In these long dreary days before series 2 Torchwood and series 4 Doctor Who and the next season of Battlestar Galactica begin, I have taken to watching Life. Without feeling the least little bit fannish about it, I'm enjoying it very much - and it seems that each episode is better than the one before it.
The premise: it's a cop show about a cop, Charlie Crews, who, twelve years earlier, was convicted of the murder of his friend and business parter. He went to jail for the murder, where he was beaten and abused by other prisoners. He got himself through by reading about zen. Eventually his lawyer proved (from DNA evidence) that he was totally innocent of the murder. He got his freedom, a large monetary settlement, and a job on the police force. His new partner is a woman named Dani Reese, a recovered drug addict. Crews wants to know who framed him for the murder.
Crews reminds me a little of David Creegan of Touching Evil though he isn't brain damaged. He's a guy who spent twelve years in a brutal prison, and has to readjust to the world - but who has his own perspective on things. He shares his house with his personal accountant, Ted, whom he met in prison - Ted was guilty of insider trading.

Point localization entries:
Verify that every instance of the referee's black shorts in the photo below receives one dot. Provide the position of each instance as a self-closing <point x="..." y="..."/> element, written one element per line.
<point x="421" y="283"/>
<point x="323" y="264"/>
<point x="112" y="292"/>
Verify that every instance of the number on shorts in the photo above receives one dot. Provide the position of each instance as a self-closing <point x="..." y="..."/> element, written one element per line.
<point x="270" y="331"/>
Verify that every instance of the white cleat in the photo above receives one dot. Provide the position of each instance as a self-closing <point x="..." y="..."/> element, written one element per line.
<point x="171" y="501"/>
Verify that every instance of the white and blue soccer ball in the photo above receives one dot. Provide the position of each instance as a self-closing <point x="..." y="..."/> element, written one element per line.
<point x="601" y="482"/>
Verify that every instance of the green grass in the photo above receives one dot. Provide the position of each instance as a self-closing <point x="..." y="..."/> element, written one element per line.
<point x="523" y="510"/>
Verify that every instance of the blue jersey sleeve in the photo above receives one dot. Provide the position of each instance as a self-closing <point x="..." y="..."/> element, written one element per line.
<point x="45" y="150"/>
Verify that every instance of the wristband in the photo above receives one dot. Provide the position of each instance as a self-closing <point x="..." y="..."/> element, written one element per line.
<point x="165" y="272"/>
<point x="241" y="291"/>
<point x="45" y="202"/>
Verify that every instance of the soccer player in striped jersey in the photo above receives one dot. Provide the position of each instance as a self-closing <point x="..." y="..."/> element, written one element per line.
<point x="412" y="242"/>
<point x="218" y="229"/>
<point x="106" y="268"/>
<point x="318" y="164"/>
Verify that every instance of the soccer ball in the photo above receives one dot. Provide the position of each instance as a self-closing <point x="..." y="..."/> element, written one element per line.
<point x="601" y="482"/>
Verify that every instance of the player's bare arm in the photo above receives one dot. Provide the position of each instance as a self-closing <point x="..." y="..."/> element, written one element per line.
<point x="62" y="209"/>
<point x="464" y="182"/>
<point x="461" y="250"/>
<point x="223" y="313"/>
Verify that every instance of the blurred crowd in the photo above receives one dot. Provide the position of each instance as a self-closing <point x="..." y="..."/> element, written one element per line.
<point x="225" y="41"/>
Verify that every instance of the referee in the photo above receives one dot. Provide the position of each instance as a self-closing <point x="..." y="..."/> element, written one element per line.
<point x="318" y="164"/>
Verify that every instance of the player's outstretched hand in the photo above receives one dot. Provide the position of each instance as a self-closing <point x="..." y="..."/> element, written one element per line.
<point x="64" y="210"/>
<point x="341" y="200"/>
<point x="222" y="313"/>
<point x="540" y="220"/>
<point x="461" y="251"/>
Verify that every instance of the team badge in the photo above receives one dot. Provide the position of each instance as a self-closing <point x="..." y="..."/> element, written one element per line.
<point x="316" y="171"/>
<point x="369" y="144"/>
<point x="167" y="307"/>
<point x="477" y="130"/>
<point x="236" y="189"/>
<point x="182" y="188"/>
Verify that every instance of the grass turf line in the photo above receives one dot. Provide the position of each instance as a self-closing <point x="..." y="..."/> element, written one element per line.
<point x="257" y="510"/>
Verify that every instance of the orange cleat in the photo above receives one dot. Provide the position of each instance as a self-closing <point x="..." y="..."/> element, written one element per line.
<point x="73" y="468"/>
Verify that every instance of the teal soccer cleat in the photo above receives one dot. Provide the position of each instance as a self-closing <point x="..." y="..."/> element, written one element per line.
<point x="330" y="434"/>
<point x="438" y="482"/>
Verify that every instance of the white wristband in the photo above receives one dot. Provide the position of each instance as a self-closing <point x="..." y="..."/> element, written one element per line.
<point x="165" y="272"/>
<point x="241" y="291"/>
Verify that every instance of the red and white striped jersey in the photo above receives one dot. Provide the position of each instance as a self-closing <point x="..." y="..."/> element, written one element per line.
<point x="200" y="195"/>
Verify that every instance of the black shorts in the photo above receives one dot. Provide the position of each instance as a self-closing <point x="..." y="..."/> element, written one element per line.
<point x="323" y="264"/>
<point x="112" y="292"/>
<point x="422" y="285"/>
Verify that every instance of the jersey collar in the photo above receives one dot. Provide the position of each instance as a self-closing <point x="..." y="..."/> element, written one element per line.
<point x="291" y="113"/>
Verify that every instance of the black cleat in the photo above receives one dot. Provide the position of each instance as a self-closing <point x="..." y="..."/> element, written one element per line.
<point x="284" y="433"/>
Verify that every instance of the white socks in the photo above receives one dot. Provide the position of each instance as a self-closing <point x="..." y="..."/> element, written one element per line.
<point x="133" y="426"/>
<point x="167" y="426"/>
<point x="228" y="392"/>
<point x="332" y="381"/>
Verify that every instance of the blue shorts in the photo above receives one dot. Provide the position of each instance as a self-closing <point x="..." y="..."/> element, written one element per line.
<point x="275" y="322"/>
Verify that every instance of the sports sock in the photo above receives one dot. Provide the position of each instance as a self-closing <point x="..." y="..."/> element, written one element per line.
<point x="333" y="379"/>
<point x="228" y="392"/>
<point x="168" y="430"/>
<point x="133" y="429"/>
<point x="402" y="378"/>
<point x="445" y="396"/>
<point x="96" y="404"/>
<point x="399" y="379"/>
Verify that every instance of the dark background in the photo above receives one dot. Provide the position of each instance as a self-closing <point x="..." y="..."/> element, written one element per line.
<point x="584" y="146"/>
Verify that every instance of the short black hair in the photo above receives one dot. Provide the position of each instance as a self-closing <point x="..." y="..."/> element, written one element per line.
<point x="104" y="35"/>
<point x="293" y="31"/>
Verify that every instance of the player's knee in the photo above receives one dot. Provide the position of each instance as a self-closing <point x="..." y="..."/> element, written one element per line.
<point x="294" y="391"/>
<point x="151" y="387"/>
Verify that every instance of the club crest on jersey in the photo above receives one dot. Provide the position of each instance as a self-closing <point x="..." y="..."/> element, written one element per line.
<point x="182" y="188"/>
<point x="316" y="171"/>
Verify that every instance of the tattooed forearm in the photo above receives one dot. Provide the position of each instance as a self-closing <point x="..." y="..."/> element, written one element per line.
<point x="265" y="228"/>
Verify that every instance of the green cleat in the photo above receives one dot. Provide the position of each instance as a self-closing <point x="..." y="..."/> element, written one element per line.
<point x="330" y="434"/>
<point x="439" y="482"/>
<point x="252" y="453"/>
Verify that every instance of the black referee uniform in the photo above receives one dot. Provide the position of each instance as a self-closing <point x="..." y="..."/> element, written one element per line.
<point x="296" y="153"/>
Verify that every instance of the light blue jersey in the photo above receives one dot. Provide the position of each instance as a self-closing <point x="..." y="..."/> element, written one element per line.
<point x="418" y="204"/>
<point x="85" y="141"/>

YOUR TASKS:
[1] Return the passage of the post about the TV show Life from "In these long" to "for the murder.", copied word for word.
[2] According to the post about the TV show Life, what is Dani Reese's background?
[3] Write the next part of the post about the TV show Life, picking up after its final sentence.
The entries play no part in what comes next.

EXPECTED OUTPUTS:
[1]
In these long dreary days before series 2 Torchwood and series 4 Doctor Who and the next season of Battlestar Galactica begin, I have taken to watching Life. Without feeling the least little bit fannish about it, I'm enjoying it very much - and it seems that each episode is better than the one before it.
The premise: it's a cop show about a cop, Charlie Crews, who, twelve years earlier, was convicted of the murder of his friend and business parter. He went to jail for the murder, where he was beaten and abused by other prisoners. He got himself through by reading about zen. Eventually his lawyer proved (from DNA evidence) that he was totally innocent of the murder. He got his freedom, a large monetary settlement, and a job on the police force. His new partner is a woman named Dani Reese, a recovered drug addict. Crews wants to know who framed him for the murder.

[2] She is a recovered drug addict.

[3]
Like Veronica Mars, each episode features a case. And - this is subtler - each episode has a theme or visual image as a motif. "The Fallen Woman", for example, is about a prostitute who was killed when thrown from a high window, wearing angel wings. Angels become a visual and conceptual motif.
And each episode brings in a new clue about the twelve-year-old murder.
( The things I like about it are... )
I've watched six of the eight episodes aired so far - and there was another one tonight. I'm looking forward to the rest, and hoping that the show isn't cancelled, or that the writers' strike doesn't do it in.